▶ **Written instruction**
Write out, word for word, only the lines from the one containing "small green bud" through the final line of the data.

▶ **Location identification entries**
+ + + +
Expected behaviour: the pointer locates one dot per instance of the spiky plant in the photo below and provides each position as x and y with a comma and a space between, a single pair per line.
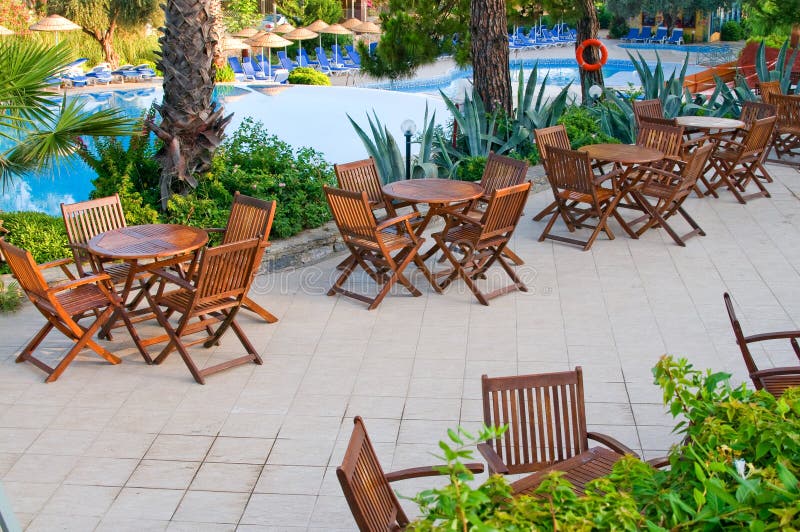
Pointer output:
192, 125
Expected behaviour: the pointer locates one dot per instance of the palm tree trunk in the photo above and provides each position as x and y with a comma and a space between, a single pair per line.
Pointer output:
192, 124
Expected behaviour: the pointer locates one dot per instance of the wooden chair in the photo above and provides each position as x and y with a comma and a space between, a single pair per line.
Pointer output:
366, 487
63, 305
735, 163
787, 129
670, 190
250, 218
573, 183
214, 296
768, 89
87, 219
774, 380
389, 246
652, 108
482, 242
546, 419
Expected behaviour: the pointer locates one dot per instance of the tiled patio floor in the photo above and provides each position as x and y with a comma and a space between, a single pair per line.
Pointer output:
133, 447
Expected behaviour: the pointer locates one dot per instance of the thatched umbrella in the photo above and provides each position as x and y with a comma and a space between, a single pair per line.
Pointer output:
268, 40
55, 23
300, 34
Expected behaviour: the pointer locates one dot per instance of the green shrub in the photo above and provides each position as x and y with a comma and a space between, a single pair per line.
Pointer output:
737, 468
10, 297
41, 234
256, 163
308, 76
731, 31
225, 73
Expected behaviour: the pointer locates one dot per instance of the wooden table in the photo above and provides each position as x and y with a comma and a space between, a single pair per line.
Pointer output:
160, 245
579, 470
437, 193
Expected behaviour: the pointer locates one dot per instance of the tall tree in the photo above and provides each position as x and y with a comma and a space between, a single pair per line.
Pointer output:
101, 18
192, 124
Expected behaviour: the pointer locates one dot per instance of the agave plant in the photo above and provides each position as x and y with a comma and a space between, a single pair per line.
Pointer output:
383, 147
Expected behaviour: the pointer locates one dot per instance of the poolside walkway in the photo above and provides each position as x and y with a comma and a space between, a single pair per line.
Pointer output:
133, 447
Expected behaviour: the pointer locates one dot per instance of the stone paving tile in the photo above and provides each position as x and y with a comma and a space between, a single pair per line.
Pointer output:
133, 447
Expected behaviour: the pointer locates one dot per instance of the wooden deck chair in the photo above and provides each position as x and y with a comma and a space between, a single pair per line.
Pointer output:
787, 129
481, 242
735, 163
774, 380
214, 296
767, 89
573, 183
367, 488
250, 218
670, 190
377, 248
64, 305
546, 418
652, 108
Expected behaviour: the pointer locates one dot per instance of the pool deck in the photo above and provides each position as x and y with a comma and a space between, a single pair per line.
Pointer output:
137, 447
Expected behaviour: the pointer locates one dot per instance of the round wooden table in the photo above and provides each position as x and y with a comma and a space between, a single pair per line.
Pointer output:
161, 245
437, 193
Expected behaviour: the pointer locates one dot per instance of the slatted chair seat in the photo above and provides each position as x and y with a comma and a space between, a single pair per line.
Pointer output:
482, 242
546, 418
774, 380
64, 306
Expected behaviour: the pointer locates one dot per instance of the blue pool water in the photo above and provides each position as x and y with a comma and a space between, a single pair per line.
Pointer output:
616, 73
300, 115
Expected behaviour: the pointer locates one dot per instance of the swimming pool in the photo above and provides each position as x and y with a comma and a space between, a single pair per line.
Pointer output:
300, 115
616, 73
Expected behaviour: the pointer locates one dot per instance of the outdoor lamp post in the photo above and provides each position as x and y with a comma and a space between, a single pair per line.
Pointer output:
408, 127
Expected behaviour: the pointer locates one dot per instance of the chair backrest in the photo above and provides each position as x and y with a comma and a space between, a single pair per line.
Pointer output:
752, 111
647, 108
226, 270
666, 139
570, 170
361, 175
758, 136
25, 270
545, 414
373, 503
551, 136
504, 210
352, 213
87, 219
502, 172
250, 218
768, 89
787, 109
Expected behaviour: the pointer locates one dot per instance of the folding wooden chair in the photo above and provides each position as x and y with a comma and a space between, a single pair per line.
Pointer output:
63, 305
546, 419
670, 190
481, 242
372, 501
389, 246
787, 129
735, 163
215, 296
250, 218
774, 380
573, 183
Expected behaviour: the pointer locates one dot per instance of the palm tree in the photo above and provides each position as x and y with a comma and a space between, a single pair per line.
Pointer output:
36, 133
191, 123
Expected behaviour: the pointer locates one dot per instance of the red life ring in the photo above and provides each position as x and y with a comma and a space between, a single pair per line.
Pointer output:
591, 67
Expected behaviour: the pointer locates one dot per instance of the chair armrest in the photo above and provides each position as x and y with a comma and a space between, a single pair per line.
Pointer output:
74, 283
395, 220
495, 463
427, 471
611, 443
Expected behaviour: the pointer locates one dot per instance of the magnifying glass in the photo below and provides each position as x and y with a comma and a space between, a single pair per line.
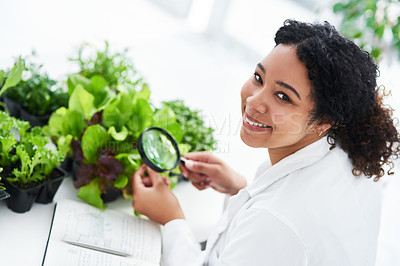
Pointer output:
159, 150
4, 195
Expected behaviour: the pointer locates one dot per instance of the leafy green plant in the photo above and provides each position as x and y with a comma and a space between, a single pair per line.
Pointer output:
115, 68
13, 77
28, 155
37, 93
100, 129
1, 185
373, 24
196, 135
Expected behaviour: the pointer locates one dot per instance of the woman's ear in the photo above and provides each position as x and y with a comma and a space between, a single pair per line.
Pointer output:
322, 128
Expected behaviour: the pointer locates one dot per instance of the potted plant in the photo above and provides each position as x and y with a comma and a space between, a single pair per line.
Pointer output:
105, 116
3, 193
8, 80
35, 96
29, 163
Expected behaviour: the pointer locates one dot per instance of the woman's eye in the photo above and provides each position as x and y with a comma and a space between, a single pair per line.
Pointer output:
283, 96
258, 78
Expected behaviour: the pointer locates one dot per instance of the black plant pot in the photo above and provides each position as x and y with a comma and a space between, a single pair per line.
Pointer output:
50, 186
33, 119
4, 195
21, 199
111, 194
13, 107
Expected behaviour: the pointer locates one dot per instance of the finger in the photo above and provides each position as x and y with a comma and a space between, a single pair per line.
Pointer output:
137, 179
202, 156
201, 185
154, 176
147, 181
165, 180
184, 171
196, 177
201, 167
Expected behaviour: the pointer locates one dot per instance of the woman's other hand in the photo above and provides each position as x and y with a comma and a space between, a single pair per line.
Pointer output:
153, 198
206, 170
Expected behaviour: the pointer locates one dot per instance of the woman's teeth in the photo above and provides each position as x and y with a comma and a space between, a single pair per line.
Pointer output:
255, 123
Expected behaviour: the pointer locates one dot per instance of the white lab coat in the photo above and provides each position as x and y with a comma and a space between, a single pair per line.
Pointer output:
308, 209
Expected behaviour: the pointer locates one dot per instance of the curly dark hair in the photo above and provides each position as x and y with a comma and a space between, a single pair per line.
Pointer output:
346, 95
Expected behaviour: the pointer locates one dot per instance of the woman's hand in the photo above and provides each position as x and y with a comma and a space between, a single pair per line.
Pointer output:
205, 170
153, 198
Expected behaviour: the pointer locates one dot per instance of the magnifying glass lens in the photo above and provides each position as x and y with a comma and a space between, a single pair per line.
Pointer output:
158, 149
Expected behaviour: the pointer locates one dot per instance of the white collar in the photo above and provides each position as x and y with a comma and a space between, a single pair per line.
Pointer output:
300, 159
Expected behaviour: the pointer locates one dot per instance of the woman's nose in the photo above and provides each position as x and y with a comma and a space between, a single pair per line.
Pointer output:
258, 101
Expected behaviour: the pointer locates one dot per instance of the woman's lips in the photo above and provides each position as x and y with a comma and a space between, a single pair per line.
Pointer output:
254, 125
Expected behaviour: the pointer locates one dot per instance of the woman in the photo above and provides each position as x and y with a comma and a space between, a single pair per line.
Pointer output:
314, 103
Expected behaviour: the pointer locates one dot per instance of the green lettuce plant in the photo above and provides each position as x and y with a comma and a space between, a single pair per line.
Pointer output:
109, 107
100, 129
373, 24
28, 156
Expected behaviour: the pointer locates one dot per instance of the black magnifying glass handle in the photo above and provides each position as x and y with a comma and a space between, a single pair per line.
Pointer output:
183, 161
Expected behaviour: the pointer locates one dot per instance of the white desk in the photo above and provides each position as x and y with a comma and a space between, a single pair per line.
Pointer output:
23, 237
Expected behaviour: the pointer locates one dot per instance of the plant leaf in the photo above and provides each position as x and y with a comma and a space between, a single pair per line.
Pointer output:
93, 140
82, 101
75, 80
121, 181
91, 194
14, 77
119, 136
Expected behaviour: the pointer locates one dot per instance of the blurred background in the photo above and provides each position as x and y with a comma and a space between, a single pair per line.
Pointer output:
202, 51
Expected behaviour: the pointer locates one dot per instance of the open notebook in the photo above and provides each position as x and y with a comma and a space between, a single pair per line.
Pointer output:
84, 235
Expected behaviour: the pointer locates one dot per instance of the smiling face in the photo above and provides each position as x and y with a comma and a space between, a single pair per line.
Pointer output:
276, 105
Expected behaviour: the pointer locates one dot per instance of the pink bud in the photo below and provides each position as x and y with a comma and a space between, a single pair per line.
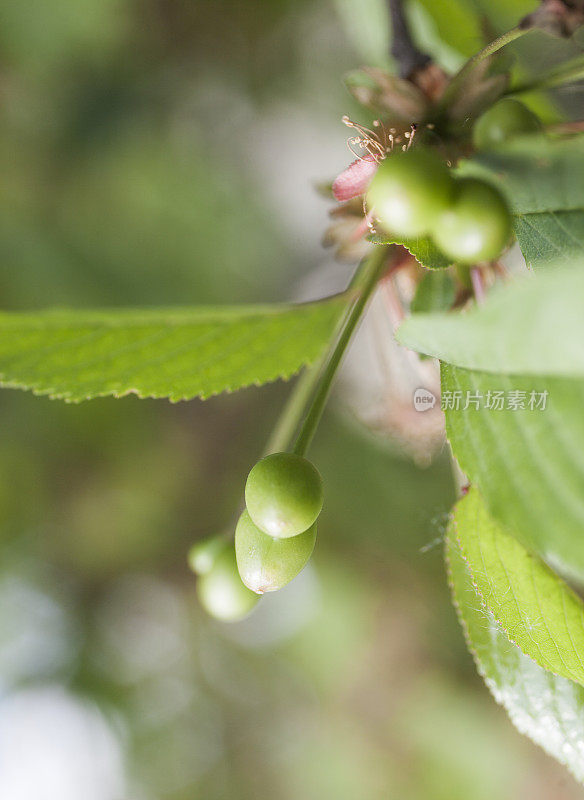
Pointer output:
354, 180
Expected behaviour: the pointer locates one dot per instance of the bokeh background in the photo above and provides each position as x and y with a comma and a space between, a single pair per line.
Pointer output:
165, 152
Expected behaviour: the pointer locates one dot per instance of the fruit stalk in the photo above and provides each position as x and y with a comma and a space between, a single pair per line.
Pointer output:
368, 275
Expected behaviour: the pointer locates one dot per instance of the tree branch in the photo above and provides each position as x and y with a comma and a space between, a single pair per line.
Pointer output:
405, 52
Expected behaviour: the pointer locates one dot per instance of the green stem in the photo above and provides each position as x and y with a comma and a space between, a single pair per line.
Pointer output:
459, 80
366, 280
496, 44
283, 434
570, 72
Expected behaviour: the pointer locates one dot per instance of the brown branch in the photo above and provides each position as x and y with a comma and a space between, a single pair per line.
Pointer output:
403, 49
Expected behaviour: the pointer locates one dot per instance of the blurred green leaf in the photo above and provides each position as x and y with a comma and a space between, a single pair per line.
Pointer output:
366, 23
510, 333
535, 608
544, 238
546, 707
535, 173
466, 36
423, 250
528, 464
175, 353
435, 292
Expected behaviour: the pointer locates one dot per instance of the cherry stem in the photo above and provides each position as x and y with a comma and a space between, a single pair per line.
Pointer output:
478, 286
366, 279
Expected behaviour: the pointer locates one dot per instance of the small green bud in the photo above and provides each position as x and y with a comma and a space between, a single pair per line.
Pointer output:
267, 564
283, 494
477, 224
203, 554
408, 191
222, 592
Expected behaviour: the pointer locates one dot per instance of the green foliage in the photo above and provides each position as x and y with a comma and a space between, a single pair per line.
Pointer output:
534, 607
546, 707
527, 463
535, 173
510, 334
435, 292
503, 121
547, 238
175, 353
422, 248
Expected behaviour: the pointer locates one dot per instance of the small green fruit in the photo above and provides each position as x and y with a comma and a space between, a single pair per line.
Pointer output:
506, 119
477, 225
408, 191
203, 554
222, 592
283, 494
267, 564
+ + + +
▶ **Solution to the exercise**
Expected behaviour: the pointer locates one dot per instance of the small green bud in the photo above and provides each position as x and y with a comma and a space between, a single pair per line.
Pointer output:
267, 564
283, 494
477, 224
203, 554
408, 191
222, 592
Expected behaviour: the pointer locates one dot per instance of the green foliage in the photo above and provides each position as x and y with a comma and a space between, a single pair per line.
Pointer output:
534, 607
546, 707
527, 463
535, 173
510, 334
435, 292
503, 121
547, 238
175, 353
422, 248
Expected behaviour: the pointer locates one dot per instance of the small green fruit in the photo above and provides each position as x and y with a comma and a space between, a single pair per line.
Pointer output:
506, 119
477, 225
408, 191
203, 554
222, 592
283, 494
267, 564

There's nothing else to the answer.